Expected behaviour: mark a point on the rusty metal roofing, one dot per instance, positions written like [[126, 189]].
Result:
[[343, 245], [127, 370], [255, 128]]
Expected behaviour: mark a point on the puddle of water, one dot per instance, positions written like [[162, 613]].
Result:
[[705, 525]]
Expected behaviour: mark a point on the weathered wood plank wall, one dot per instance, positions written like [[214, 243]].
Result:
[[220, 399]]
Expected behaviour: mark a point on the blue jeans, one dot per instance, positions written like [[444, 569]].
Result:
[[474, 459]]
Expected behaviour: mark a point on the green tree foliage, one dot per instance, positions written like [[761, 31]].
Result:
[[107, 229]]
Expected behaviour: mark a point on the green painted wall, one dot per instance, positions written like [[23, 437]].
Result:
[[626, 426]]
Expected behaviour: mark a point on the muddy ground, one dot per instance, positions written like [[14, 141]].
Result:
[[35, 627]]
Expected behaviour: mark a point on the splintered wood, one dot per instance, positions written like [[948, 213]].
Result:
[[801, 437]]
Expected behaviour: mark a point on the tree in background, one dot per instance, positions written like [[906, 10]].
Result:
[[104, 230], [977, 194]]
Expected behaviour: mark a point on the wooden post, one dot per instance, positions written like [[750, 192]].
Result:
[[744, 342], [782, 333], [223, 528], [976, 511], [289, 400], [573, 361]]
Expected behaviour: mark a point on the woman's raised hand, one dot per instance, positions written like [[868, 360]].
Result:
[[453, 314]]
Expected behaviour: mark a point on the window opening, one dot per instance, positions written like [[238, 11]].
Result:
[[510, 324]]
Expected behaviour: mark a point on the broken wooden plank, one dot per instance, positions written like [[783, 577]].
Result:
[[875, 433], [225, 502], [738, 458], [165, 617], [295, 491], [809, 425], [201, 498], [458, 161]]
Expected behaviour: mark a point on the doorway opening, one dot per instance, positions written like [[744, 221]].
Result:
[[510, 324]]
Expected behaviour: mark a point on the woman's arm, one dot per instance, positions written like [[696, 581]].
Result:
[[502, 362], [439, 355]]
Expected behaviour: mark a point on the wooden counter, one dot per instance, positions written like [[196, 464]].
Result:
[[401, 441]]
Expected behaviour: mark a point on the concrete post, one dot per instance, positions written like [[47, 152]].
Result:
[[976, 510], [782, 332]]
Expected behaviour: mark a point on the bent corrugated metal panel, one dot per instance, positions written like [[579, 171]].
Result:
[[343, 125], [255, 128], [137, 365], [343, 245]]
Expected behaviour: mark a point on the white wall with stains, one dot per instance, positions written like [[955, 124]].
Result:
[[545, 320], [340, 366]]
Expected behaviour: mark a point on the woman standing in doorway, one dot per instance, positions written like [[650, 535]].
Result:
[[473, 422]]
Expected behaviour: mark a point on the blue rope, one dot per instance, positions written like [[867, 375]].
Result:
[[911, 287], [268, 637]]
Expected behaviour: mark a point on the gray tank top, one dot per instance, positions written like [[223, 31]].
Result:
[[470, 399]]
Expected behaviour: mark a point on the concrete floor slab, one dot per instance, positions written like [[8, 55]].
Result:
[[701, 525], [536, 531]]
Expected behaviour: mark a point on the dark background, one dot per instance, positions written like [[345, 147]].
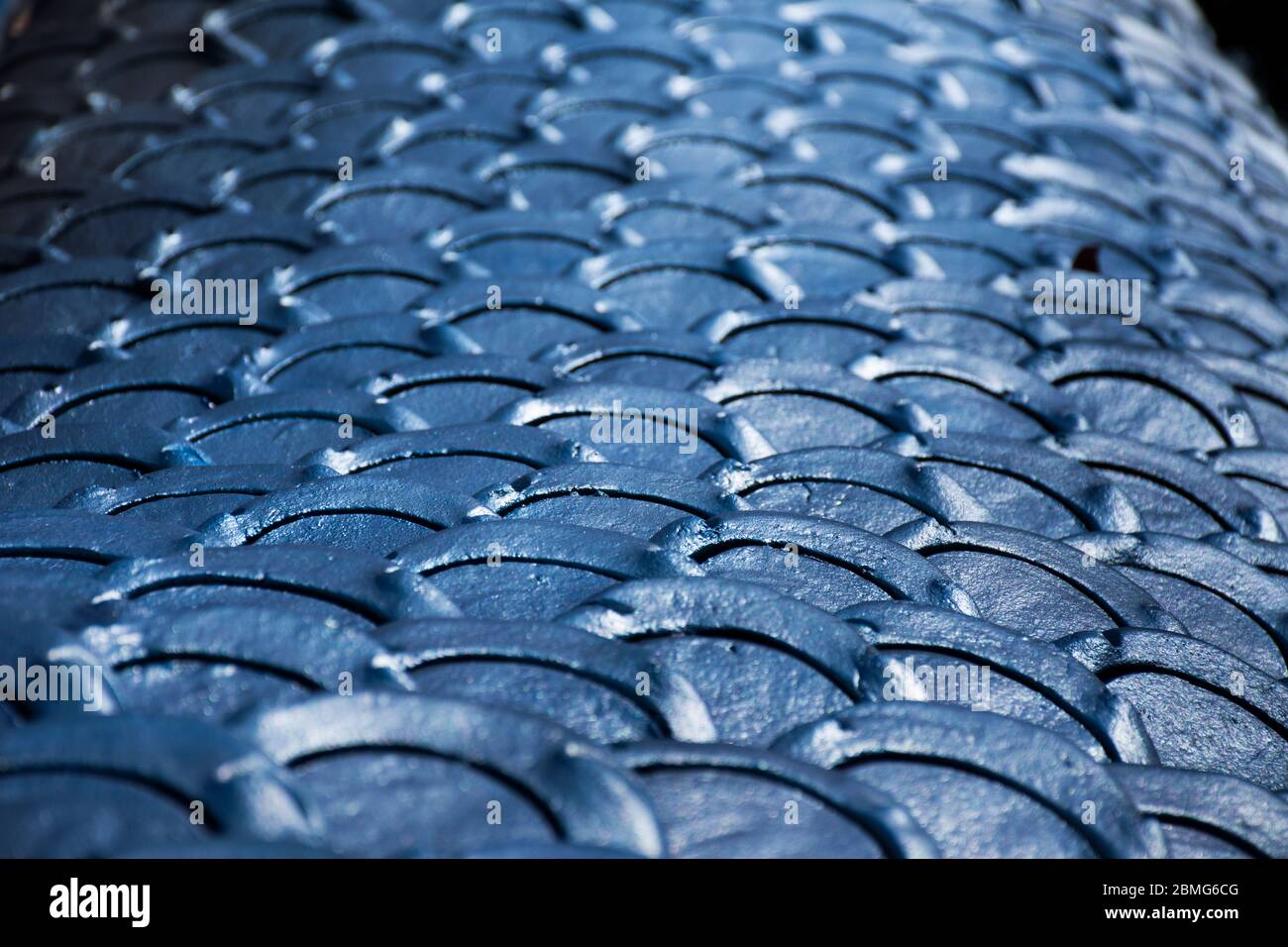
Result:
[[1250, 34]]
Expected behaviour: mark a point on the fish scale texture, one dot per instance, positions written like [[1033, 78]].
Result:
[[535, 428]]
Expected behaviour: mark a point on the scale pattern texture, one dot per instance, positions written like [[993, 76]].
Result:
[[554, 428]]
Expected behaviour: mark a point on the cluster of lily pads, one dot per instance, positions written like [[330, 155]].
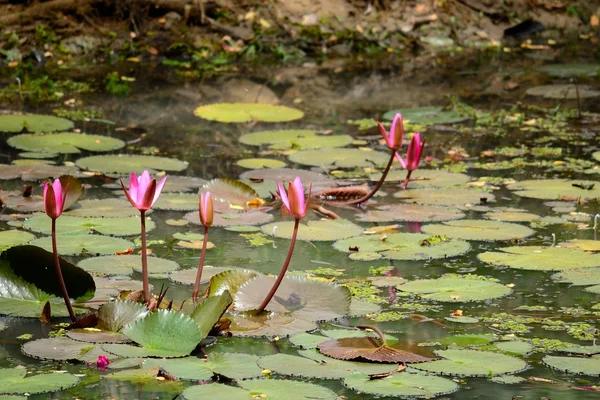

==================================================

WHAT THE TASK ASKS:
Pictures do not belong in the copy. Output all of the records exactly.

EXERCISE OUTPUT:
Expected behaviour: mark a point on the rusty metal roofing, one dot per instance, positions written like [[126, 189]].
Result:
[[343, 245], [127, 370], [255, 128]]
Expected behaviour: mark a point on the puddle of water, one dot per instance, positions written like [[162, 613]].
Result:
[[705, 525]]
Expected behaviour: mark a point on the weathered wood plank wall, one dot per instance, positions written like [[214, 243]].
Result:
[[220, 399]]
Expected behaviour: mark a point on the blue jeans, one dot per instance, positions written like [[444, 569]].
Result:
[[474, 459]]
Expected behaviour: mark a point on the green tree foliage, one dot per instance, positions written like [[761, 31]].
Result:
[[107, 229]]
Expected behaviour: mark a point on the green painted wall, one dot per instance, positions written like [[23, 437]].
Result:
[[626, 426]]
Expected behaviour: mark a point on the muddy ground, one dot per instance, positions written like [[14, 141]].
Result:
[[35, 627]]
Expected behaviour: mark a point on the splintered wood, one dot per instance, positions written like [[948, 213]].
Result:
[[801, 437]]
Expected behaviour: mark a point on the tree in background, one dot per instance, positions written like [[906, 10]].
Result:
[[104, 230], [977, 194]]
Expected behaviour: mark a point on the wooden post, one dot per instance, positions written like [[750, 192]].
Result:
[[744, 342], [782, 333], [223, 528], [976, 511], [289, 400], [573, 361]]
Expected behaviour: mark a point on the woman's raised hand, one dot per instance, positions written like [[868, 360]].
Result:
[[453, 314]]
Expected behaviour: mark a point on the window opening, one dot per instance, positions written like [[238, 11]].
Result:
[[510, 324]]
Expected behaviour: mark a point on the broken wooden plank, one dot per instance, positions written like [[783, 577]].
Result:
[[875, 433], [225, 502], [738, 458], [165, 617], [295, 491], [809, 425], [201, 498], [458, 161]]
Expected behaviour: mark a point on the doorway opening, one dot per instance, positions written like [[744, 221]].
Result:
[[510, 324]]
Expected behaviour: mark a point on the woman's arm, one dot per instance, positions written like [[696, 581]].
Result:
[[502, 362], [439, 355]]
Expected behaviour: mark a point on the wooden counter, one dot per instance, positions written like [[196, 464]].
Result:
[[401, 441]]
Expected behaviour: mark a point on the concrete post, one dot per instance, positions written like [[47, 152]].
Result:
[[976, 510], [782, 332]]
Expected behaviour: mark a point on the bent corrugated metal panel, one dot per instance, positions written like [[579, 171]].
Result:
[[343, 125], [255, 128], [137, 365], [343, 245]]
Expected behaviour: mark a point on the white wall with stains, one dot per instance, positions written like [[955, 124]].
Result:
[[545, 320], [340, 366]]
Expected behaviour: mark a point on the woman standing in doorway, one dot per instance, positions written like [[650, 535]].
Result:
[[473, 422]]
Expected behaviour: mark a point on the blue rope, one dot per instance, positions written like [[867, 375]].
Result:
[[911, 287], [268, 637]]
Expected behaviour: mark a point on the gray tank top, one dot per instance, positions written like [[223, 31]].
Result:
[[470, 399]]
Expected behaviour: mark a point on the concrete floor slab, one dot per instance, positions written like [[8, 55]].
Result:
[[701, 525], [536, 531]]
Expected behaviour: mark a point on the dark background, one dot per instance, positions written like [[345, 147]].
Result:
[[1250, 34]]
Expected behaviour: mark a point on the fish scale texture, one dot per instance, positions written like [[1033, 78]].
Result:
[[535, 428]]
Expected behaviour: mark a point on the scale pattern texture, one dot per instance, positions written like [[993, 76]].
Result:
[[554, 428]]
Expected behaviour: mark a point on the cluster of lily pads, one dot per instance, positions written like [[330, 155]].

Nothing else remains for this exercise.